Turn every line of the entries below into a numbered list, leaving out any blank lines.

Region labeling records:
=====

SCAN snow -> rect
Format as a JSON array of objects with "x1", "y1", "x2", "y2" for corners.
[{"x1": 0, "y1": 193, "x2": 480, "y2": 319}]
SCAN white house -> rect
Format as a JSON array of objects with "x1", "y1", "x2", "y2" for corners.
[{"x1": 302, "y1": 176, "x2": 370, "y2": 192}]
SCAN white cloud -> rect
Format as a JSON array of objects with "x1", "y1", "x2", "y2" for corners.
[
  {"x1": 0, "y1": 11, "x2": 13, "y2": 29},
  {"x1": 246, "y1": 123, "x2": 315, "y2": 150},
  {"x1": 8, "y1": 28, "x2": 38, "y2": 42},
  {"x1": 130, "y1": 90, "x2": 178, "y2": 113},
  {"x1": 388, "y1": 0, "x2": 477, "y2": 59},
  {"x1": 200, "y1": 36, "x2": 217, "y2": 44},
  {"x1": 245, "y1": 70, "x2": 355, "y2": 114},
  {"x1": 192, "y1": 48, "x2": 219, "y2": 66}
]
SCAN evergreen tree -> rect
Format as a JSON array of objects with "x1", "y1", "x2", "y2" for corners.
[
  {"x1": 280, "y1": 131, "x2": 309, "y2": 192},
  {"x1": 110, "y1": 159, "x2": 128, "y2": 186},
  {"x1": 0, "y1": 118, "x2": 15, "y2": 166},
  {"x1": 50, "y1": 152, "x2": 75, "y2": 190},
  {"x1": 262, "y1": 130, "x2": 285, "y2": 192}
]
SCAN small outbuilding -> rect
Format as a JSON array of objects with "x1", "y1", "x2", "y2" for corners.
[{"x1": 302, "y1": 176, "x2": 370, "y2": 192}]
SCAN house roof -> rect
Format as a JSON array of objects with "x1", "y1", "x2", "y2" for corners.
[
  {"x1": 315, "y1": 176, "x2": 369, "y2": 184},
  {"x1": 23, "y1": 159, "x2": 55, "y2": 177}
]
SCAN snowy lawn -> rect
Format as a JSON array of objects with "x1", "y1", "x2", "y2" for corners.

=====

* [Exercise result]
1. SCAN snow -> rect
2. Format as a JSON array of objects with "x1", "y1", "x2", "y2" for corners.
3. [{"x1": 0, "y1": 193, "x2": 480, "y2": 319}]
4. SCAN white house -> rect
5. Format as a JSON array of objects with "x1", "y1", "x2", "y2" for corners.
6. [{"x1": 302, "y1": 176, "x2": 370, "y2": 192}]
7. SCAN white cloud -> rect
8. Format as a JSON array of objects with "x1", "y1", "x2", "y2" for corners.
9. [
10.   {"x1": 0, "y1": 11, "x2": 13, "y2": 29},
11.   {"x1": 246, "y1": 123, "x2": 315, "y2": 150},
12.   {"x1": 8, "y1": 28, "x2": 38, "y2": 42},
13.   {"x1": 130, "y1": 90, "x2": 178, "y2": 113},
14.   {"x1": 388, "y1": 0, "x2": 477, "y2": 59},
15.   {"x1": 200, "y1": 36, "x2": 217, "y2": 44},
16.   {"x1": 245, "y1": 70, "x2": 355, "y2": 114},
17.   {"x1": 192, "y1": 48, "x2": 219, "y2": 66}
18. ]
19. SCAN evergreen tree -> rect
20. Format as a JSON array of objects with "x1", "y1", "x2", "y2" for corners.
21. [
22.   {"x1": 280, "y1": 131, "x2": 309, "y2": 192},
23.   {"x1": 110, "y1": 159, "x2": 128, "y2": 186},
24.   {"x1": 0, "y1": 118, "x2": 15, "y2": 166},
25.   {"x1": 50, "y1": 152, "x2": 75, "y2": 190},
26.   {"x1": 262, "y1": 130, "x2": 285, "y2": 192}
27. ]
28. SCAN small outbuilding -> rect
29. Format as a JSON array of objects with "x1", "y1", "x2", "y2" for corners.
30. [{"x1": 302, "y1": 176, "x2": 370, "y2": 192}]
31. SCAN house roof -> rect
32. Format as a JSON array of objects with "x1", "y1", "x2", "y2" for corners.
33. [
34.   {"x1": 315, "y1": 176, "x2": 369, "y2": 184},
35.   {"x1": 23, "y1": 159, "x2": 55, "y2": 177}
36. ]
37. SCAN snowy lawn -> rect
38. Format as a JSON array of objects with "x1", "y1", "x2", "y2" for corners.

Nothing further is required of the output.